**SUPPLIED ENTRIES**
______
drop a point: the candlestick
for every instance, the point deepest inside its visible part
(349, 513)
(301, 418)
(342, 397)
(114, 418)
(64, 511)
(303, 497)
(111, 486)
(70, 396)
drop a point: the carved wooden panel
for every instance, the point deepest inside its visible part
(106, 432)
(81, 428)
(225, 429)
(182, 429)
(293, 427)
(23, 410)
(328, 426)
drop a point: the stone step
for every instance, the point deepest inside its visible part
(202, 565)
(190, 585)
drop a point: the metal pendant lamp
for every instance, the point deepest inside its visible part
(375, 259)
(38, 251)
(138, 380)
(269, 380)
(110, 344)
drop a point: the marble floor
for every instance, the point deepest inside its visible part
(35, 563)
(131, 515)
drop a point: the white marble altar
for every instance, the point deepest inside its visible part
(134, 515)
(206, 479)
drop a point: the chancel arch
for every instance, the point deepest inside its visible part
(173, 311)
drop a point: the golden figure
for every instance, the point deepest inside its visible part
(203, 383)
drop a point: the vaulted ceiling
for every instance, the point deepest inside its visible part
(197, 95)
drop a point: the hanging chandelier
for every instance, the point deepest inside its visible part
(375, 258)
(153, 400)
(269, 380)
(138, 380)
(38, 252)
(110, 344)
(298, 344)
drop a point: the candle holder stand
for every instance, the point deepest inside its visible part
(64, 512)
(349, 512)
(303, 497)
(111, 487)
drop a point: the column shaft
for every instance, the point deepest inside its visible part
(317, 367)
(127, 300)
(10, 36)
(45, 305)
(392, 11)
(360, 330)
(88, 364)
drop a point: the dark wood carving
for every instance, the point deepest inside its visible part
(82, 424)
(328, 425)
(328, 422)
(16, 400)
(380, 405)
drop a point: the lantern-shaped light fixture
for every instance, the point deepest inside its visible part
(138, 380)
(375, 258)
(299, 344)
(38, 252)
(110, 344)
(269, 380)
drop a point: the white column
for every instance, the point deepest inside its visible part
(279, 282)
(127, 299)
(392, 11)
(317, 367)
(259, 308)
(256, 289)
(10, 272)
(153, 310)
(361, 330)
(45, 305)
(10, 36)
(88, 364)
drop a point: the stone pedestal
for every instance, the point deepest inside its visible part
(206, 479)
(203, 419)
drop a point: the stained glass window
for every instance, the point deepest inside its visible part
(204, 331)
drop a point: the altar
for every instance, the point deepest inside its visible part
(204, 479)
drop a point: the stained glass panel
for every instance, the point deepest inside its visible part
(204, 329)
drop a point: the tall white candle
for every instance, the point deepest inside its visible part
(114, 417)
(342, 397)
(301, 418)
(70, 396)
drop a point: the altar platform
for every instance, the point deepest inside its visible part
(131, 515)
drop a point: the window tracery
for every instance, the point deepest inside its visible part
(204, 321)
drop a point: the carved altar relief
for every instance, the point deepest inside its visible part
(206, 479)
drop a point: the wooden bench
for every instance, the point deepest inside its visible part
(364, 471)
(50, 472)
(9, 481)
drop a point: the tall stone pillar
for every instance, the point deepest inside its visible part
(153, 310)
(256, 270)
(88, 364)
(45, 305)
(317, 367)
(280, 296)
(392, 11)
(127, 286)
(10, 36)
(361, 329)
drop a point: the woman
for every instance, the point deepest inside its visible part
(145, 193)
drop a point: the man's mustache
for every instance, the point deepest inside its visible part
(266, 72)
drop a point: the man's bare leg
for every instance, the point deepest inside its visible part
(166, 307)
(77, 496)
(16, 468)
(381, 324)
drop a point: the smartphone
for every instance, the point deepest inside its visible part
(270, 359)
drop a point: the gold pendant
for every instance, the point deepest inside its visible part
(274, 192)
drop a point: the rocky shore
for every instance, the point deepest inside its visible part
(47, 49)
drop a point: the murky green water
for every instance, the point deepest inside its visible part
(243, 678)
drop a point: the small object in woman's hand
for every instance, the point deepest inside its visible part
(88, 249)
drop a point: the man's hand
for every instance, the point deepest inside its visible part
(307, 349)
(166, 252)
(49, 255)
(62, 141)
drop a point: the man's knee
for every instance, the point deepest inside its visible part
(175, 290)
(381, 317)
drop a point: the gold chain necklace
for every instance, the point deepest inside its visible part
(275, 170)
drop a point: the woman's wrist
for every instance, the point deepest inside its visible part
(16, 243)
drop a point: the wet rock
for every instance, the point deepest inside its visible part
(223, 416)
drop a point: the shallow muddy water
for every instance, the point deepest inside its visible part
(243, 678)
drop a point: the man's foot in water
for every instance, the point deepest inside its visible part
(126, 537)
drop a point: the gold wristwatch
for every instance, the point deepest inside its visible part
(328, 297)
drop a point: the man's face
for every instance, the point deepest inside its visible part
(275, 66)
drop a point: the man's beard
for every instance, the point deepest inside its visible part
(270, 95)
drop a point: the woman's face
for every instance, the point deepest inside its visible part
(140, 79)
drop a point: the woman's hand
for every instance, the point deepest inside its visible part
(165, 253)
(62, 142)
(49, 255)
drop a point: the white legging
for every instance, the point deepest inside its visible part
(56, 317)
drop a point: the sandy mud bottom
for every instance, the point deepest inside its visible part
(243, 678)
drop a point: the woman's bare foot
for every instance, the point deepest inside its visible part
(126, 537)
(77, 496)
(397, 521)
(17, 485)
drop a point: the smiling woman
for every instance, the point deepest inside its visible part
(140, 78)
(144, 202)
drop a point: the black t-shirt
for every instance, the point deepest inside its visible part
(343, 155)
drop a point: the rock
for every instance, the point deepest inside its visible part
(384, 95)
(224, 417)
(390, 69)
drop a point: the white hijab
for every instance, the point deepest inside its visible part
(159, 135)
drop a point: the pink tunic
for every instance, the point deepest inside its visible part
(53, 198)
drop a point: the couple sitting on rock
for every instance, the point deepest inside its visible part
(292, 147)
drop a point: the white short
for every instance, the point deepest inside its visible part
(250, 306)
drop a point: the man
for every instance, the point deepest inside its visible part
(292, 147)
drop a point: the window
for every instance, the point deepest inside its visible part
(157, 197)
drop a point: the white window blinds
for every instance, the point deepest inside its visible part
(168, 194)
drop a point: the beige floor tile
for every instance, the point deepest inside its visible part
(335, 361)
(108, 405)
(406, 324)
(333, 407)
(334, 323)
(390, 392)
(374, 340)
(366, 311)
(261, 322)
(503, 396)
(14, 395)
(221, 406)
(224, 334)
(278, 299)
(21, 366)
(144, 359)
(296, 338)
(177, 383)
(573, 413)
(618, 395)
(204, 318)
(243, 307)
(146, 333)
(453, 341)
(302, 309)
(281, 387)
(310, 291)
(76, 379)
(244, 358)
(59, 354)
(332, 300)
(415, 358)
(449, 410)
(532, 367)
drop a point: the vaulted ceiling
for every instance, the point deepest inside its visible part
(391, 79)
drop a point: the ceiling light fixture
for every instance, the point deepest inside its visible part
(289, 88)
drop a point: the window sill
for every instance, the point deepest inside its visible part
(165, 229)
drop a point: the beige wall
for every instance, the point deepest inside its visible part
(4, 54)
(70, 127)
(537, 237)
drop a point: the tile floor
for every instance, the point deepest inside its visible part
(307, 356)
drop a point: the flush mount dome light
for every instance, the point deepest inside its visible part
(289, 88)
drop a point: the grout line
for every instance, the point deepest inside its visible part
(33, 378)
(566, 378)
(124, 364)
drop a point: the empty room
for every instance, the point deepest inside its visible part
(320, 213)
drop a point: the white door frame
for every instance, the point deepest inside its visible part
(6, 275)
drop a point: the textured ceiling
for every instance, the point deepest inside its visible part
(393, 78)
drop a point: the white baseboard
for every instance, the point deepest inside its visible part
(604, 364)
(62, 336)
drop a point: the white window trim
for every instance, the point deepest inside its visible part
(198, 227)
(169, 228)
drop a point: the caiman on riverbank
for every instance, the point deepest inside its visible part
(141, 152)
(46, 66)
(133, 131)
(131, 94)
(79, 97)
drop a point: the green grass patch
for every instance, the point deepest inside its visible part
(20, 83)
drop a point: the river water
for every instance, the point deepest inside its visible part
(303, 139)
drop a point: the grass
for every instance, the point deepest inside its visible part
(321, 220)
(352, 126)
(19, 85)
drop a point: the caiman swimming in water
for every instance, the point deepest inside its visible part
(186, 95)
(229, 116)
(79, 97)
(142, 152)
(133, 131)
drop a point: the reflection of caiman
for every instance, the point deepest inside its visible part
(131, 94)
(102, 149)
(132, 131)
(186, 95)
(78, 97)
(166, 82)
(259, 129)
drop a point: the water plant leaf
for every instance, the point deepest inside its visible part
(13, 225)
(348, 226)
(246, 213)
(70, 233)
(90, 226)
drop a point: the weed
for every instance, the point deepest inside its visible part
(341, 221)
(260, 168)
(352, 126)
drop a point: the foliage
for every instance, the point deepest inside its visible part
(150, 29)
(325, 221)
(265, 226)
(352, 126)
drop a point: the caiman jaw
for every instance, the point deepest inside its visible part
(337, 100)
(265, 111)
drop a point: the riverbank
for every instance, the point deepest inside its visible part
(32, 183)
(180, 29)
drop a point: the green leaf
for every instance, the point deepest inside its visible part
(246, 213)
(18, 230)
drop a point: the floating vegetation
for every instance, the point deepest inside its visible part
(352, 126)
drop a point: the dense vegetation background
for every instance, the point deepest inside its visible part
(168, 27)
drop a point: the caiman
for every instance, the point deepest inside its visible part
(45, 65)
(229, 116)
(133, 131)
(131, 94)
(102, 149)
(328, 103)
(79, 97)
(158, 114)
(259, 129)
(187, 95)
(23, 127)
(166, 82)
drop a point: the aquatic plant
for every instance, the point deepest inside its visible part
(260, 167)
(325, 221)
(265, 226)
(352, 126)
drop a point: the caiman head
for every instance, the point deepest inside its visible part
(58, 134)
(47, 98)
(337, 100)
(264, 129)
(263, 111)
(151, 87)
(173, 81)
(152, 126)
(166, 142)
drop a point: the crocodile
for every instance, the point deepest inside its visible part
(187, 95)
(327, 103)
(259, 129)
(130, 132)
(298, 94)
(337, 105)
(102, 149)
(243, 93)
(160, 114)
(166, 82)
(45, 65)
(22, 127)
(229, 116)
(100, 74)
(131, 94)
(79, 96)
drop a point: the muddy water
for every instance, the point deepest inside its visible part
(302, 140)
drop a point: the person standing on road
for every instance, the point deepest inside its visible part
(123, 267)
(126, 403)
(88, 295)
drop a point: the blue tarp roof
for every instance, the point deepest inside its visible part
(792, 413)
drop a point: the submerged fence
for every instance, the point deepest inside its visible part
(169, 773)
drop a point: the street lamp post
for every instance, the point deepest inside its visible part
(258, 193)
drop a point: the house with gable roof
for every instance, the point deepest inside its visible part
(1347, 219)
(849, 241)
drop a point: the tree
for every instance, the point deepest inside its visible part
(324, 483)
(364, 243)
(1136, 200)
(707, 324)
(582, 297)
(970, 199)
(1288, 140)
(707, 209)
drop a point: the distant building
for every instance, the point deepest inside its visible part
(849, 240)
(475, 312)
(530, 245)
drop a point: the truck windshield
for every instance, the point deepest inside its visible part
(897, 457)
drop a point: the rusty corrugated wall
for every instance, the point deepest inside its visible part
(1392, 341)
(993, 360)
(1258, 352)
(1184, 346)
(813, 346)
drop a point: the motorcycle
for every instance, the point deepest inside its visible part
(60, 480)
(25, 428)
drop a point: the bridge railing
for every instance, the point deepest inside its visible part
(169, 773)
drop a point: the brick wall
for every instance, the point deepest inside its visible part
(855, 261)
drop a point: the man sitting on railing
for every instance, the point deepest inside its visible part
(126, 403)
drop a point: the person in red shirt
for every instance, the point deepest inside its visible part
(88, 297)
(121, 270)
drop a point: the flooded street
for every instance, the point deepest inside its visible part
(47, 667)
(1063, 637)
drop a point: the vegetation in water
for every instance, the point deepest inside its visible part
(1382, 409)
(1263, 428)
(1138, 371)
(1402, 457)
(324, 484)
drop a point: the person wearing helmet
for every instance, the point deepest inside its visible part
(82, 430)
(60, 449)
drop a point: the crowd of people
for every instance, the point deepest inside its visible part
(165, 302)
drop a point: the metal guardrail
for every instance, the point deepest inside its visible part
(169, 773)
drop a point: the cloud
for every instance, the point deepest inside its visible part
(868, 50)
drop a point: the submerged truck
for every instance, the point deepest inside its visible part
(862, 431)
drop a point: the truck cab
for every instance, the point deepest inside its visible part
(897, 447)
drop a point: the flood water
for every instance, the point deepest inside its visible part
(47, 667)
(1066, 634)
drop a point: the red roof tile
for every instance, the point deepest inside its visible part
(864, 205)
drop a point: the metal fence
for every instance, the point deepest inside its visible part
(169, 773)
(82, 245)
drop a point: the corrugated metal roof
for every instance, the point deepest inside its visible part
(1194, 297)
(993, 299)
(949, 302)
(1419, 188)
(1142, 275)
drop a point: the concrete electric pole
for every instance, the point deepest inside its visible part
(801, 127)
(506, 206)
______
**ASSIGNMENT**
In the data above, find the line that contains "drop a point: the small" and the line that contains "drop a point: the woman's face". Repeat exactly those lines and every line between them, and only those.

**ANSWER BOX**
drop a point: the small object in woman's hand
for every instance, the point deepest inside its visible part
(88, 249)
drop a point: the man's hand
for every instance, the point deepest inside its visible part
(307, 349)
(166, 252)
(49, 255)
(62, 141)
drop a point: the man's knee
for every instance, the point deepest inside its visible part
(175, 290)
(381, 317)
drop a point: the gold chain necklace
for every instance, the point deepest inside its visible part
(275, 170)
drop a point: the woman's wrist
for every instance, the point deepest inside its visible part
(16, 243)
drop a point: the wet rock
for every instance, the point deepest inside its visible part
(223, 416)
drop a point: the shallow muddy water
for every instance, the point deepest inside its visible part
(243, 678)
drop a point: the man's foot in water
for every instance, the point deepest inside its visible part
(126, 537)
drop a point: the gold wristwatch
for every instance, the point deepest inside its visible part
(328, 297)
drop a point: the man's face
for every instance, the point deepest inside its visible part
(275, 66)
drop a point: the man's beard
for every instance, the point deepest inside its visible part
(270, 95)
drop a point: the woman's face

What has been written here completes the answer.